→ **What is needed**:
Below is a block of entries, which should be copied verbatim apart from the pictures.

= Beginning of Section =

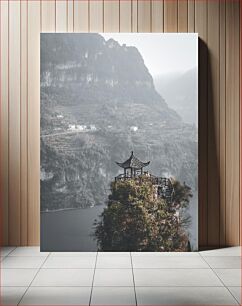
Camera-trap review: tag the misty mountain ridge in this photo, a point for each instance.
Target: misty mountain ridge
(180, 93)
(99, 102)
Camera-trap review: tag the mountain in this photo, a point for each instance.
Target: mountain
(98, 103)
(180, 93)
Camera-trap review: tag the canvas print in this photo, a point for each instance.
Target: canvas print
(119, 142)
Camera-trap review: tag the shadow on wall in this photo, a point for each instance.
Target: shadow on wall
(208, 153)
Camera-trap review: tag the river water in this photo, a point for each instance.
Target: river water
(69, 230)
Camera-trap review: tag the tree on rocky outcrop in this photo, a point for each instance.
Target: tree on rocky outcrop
(135, 219)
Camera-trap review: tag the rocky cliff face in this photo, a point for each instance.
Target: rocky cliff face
(98, 102)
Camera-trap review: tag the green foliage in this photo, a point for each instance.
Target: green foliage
(135, 219)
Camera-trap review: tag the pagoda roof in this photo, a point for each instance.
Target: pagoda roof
(133, 162)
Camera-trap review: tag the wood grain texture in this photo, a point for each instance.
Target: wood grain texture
(125, 16)
(61, 16)
(157, 13)
(96, 16)
(81, 16)
(201, 28)
(111, 16)
(213, 123)
(144, 16)
(232, 122)
(182, 16)
(33, 122)
(14, 122)
(171, 15)
(191, 16)
(4, 123)
(134, 15)
(70, 15)
(48, 16)
(222, 122)
(24, 125)
(217, 24)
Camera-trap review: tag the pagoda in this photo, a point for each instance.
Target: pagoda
(133, 167)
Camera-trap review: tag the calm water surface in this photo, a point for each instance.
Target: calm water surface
(69, 230)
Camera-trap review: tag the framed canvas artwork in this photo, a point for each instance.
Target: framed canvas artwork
(119, 142)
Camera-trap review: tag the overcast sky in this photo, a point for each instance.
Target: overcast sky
(162, 53)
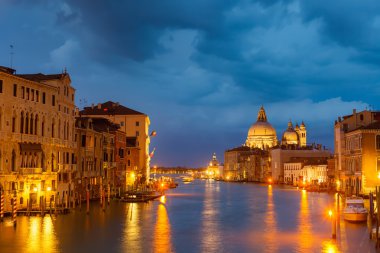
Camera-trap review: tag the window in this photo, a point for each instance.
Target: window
(121, 153)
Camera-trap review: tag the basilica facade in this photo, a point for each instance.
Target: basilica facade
(262, 134)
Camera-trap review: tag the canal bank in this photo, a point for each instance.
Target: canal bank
(202, 216)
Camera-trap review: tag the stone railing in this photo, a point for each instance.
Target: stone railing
(28, 171)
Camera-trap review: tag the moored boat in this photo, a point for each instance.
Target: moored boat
(354, 210)
(187, 179)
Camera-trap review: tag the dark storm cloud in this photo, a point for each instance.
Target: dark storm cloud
(132, 29)
(205, 67)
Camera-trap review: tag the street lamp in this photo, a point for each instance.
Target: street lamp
(333, 223)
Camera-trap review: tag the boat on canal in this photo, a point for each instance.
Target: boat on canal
(187, 179)
(354, 210)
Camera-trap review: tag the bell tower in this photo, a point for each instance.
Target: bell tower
(302, 134)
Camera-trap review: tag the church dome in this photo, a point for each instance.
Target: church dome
(261, 134)
(261, 129)
(290, 136)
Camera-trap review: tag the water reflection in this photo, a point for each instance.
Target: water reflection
(162, 231)
(41, 236)
(304, 224)
(132, 234)
(270, 224)
(211, 238)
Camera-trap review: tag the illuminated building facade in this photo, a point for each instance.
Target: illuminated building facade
(357, 151)
(134, 124)
(246, 164)
(37, 137)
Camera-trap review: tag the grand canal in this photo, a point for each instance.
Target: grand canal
(202, 216)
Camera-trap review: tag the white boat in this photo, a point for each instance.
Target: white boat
(187, 179)
(354, 210)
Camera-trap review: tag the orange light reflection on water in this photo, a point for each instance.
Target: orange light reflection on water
(270, 223)
(41, 236)
(162, 231)
(304, 224)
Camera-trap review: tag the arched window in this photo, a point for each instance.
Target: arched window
(43, 127)
(13, 161)
(31, 124)
(36, 125)
(52, 162)
(59, 128)
(14, 123)
(27, 123)
(22, 123)
(1, 119)
(52, 128)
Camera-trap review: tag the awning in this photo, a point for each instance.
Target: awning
(35, 147)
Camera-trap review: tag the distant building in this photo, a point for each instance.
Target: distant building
(261, 134)
(263, 157)
(37, 145)
(214, 169)
(282, 155)
(357, 151)
(306, 170)
(136, 127)
(246, 164)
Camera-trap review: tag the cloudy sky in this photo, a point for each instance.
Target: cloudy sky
(202, 68)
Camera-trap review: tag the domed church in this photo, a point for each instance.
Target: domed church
(261, 134)
(294, 137)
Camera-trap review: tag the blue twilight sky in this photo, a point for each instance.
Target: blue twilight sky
(201, 69)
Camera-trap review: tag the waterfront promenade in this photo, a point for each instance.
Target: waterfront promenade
(202, 216)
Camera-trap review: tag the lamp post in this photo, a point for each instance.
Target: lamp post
(333, 224)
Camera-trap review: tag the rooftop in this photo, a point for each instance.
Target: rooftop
(109, 108)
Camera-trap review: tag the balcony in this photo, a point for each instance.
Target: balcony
(109, 165)
(67, 167)
(29, 171)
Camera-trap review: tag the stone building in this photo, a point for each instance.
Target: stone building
(89, 157)
(37, 145)
(246, 164)
(357, 151)
(281, 155)
(133, 123)
(261, 134)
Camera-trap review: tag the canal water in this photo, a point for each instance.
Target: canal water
(202, 216)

= End of Section =

→ **Completed task**:
Camera-trap review: tag the misty mountain ridge in this photo, a point for each instance.
Target: misty mountain ridge
(180, 93)
(99, 102)
Camera-trap review: tag the mountain in this photo, a point for each instance.
Target: mountain
(98, 103)
(180, 93)
Camera-trap review: tag the canvas print in this photo, a point for each instance.
Target: canvas print
(119, 142)
Camera-trap review: tag the shadow on wall in this photo, a point for each instance.
Target: shadow on wall
(208, 153)
Camera-trap review: tag the river water in this photo, a point for each instance.
Target: river water
(69, 230)
Camera-trap review: tag the tree on rocky outcrop in this photo, a point for each instance.
Target: tree on rocky outcrop
(135, 219)
Camera-trap review: tag the rocky cliff face in this photo, a point for each instance.
Target: rocky cliff face
(98, 102)
Camera-trap review: tag the green foliage in this photo, a point for each instance.
Target: green foliage
(135, 219)
Camera-trap review: tag the pagoda roof in this photo, a point for each instance.
Target: pagoda roof
(133, 162)
Camera-trap review: tag the wood grain texture in this photo, a point for each instance.
Target: wood grain texture
(125, 16)
(61, 16)
(157, 13)
(96, 16)
(81, 16)
(201, 28)
(111, 16)
(213, 123)
(144, 16)
(232, 122)
(182, 16)
(33, 122)
(14, 122)
(171, 15)
(191, 16)
(4, 123)
(134, 15)
(70, 15)
(48, 16)
(222, 122)
(24, 125)
(217, 24)
Camera-trap review: tag the pagoda in this photo, a point for each instance.
Target: pagoda
(133, 167)
Camera-trap review: tag the calm water surface in this photo, a point for each instance.
Target: calm water surface
(69, 230)
Camera-trap review: tag the framed canvas artwork in this photo, a point for each instance.
Target: framed canvas artwork
(119, 142)
Camera-trap review: tag the overcast sky in this photo, a point for each instance.
Target: overcast sky
(162, 53)
Camera-trap review: tag the window in this photo, a point for each instance.
Target: window
(121, 153)
Camera-trap review: tag the basilica facade in this photo, a point for each instance.
Target: basilica facade
(262, 134)
Camera-trap review: tag the canal bank in this photo, a point for each instance.
Target: canal bank
(202, 216)
Camera-trap review: tag the stone railing in this photo, a point for each instance.
Target: stone railing
(28, 171)
Camera-trap review: tag the moored boat in this photo, a point for each instance.
Target: moored boat
(354, 210)
(187, 179)
Camera-trap review: tag the dark storm cloud in this photo, a point for each instance.
Target: dark storm cloud
(132, 29)
(205, 67)
Camera-trap review: tag the street lamp in this photo, a point for each instance.
Target: street lamp
(333, 223)
Camera-trap review: tag the boat on canal in this photo, a point for each instance.
Target: boat on canal
(187, 179)
(354, 210)
Camera-trap review: tag the bell tower in this photo, a point for each instance.
Target: bell tower
(302, 134)
Camera-trap review: tag the church dome in this photo, a point for each instance.
Target: church dome
(261, 134)
(261, 129)
(290, 136)
Camera-trap review: tag the water reflection in this photo, a point for each instance.
Target: water reflection
(162, 231)
(41, 236)
(304, 224)
(132, 234)
(270, 224)
(211, 238)
Camera-trap review: tag the illuminated building facade in this photo, a point for each instance.
Target: illuminated building facade
(357, 151)
(134, 124)
(246, 164)
(37, 137)
Camera-trap review: tag the grand canal in this photo, a point for each instance.
Target: grand canal
(202, 216)
Camera-trap review: tag the white boat in this photo, a point for each instance.
Target: white boat
(187, 179)
(354, 210)
Camera-trap review: tag the orange light reflection on water in this photo, a point for each instance.
Target: orange light reflection on water
(270, 223)
(41, 236)
(162, 231)
(304, 224)
Camera-trap review: tag the arched window in this photo, a point for each instance.
Target: arched window
(43, 127)
(13, 161)
(31, 124)
(36, 125)
(52, 162)
(59, 128)
(14, 123)
(27, 123)
(22, 123)
(1, 119)
(52, 128)
Camera-trap review: tag the awning in this photo, a point for each instance.
Target: awning
(35, 147)
Camera-trap review: tag the distant building in this photo, a point for each instance.
Target: distant building
(261, 134)
(263, 157)
(37, 145)
(214, 169)
(282, 155)
(357, 151)
(306, 170)
(136, 127)
(246, 164)
Camera-trap review: tag the cloudy sky in this photo, a point for each instance.
Target: cloudy sky
(202, 68)
Camera-trap review: tag the domed church in this photo, a point for each instance.
Target: domed church
(261, 134)
(294, 137)
Camera-trap review: tag the blue twilight sky in this photo, a point for each instance.
Target: blue twilight sky
(201, 69)
Camera-trap review: tag the waterfront promenade in this photo, a point for each instance.
Target: waterfront promenade
(202, 216)
Camera-trap review: tag the lamp post in this photo, a point for each instance.
Target: lamp post
(333, 224)
Camera-trap review: tag the rooftop in this photo, a point for each instance.
Target: rooftop
(109, 108)
Camera-trap review: tag the balcony in this photo, a point for each instance.
Target: balcony
(109, 165)
(67, 167)
(29, 171)
Camera-trap review: tag the stone building in this photo, a point for each instance.
Target: stone building
(89, 157)
(37, 145)
(246, 164)
(357, 151)
(281, 155)
(133, 123)
(261, 134)
Camera-trap review: tag the canal water in this photo, a point for each instance.
Target: canal water
(202, 216)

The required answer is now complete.